SOURCE:
::::::::::

2.1. Covalently bound systems

2.1.1. Diels–Alder-based polymers. The Diels–Alder cycloaddition reaction is one of the most important reactions in organic chemistry, since it enables the formation of two carbon–carbon bonds in a specific manner to form a cyclic (bicyclic) product (Scheme 1). One of the most relevant aspects of the Diels–Alder (DA) reaction for re-mendable polymers is its thermal reversibility, known as the retro-Diels–Alder (RDA) reaction. Two types of reversible polymer have been fabricated: (i) polymers where the pendant groups cross-link through successive DA coupling reactions and (ii) polymers where the backbone itself is constructed through successive DA coupling reactions involving multifunctional complementary monomers. Both types of polymer can revert to their precursors through the RDA reaction and this feature can be applied in recycling and mending. While a substantial amount of work has been published concerning fabrication of reversible DA-based polymers, only recently has the healing ability of such polymers been demonstrated.

::::::::::

GOAL 1:
Reproduce the entries verbatim, starting at the line containing "arm with a marker in this photo?" and continuing through the last line of the entries.
The excerpt and the entries were drawn from unrelated sources.

INPUT DATA:
::::::::::

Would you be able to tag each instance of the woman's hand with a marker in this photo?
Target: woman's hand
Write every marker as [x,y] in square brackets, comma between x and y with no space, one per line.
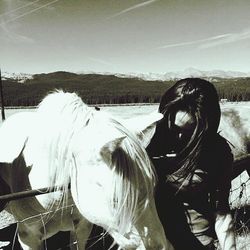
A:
[224,231]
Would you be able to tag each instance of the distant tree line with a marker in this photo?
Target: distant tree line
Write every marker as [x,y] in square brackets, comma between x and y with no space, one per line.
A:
[108,89]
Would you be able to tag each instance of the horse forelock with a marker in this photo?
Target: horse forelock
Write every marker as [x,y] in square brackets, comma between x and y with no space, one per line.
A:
[60,116]
[133,180]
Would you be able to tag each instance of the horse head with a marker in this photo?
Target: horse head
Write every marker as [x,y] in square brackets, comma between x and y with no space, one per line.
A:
[112,182]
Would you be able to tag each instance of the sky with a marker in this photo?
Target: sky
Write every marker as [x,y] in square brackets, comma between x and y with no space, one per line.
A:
[124,36]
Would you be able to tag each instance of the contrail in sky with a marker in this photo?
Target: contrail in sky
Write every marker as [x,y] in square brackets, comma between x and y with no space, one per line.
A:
[133,8]
[19,8]
[29,12]
[173,45]
[212,41]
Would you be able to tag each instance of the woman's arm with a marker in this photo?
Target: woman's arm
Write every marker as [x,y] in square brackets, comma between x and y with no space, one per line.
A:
[224,231]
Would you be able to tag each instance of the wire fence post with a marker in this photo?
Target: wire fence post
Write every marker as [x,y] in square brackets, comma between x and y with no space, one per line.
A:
[2,101]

::::::::::

GOAL 2:
In the excerpt on Diels–Alder-based polymers, what name is given to the thermal reversibility of the Diels–Alder reaction?

FULL RESPONSE 1:
Would you be able to tag each instance of the woman's arm with a marker in this photo?
Target: woman's arm
Write every marker as [x,y] in square brackets, comma between x and y with no space, one per line.
A:
[224,231]
Would you be able to tag each instance of the wire fence post with a marker in this photo?
Target: wire fence post
Write every marker as [x,y] in square brackets, comma between x and y with no space, one per line.
A:
[2,101]

FULL RESPONSE 2:
The retro-Diels–Alder (RDA) reaction.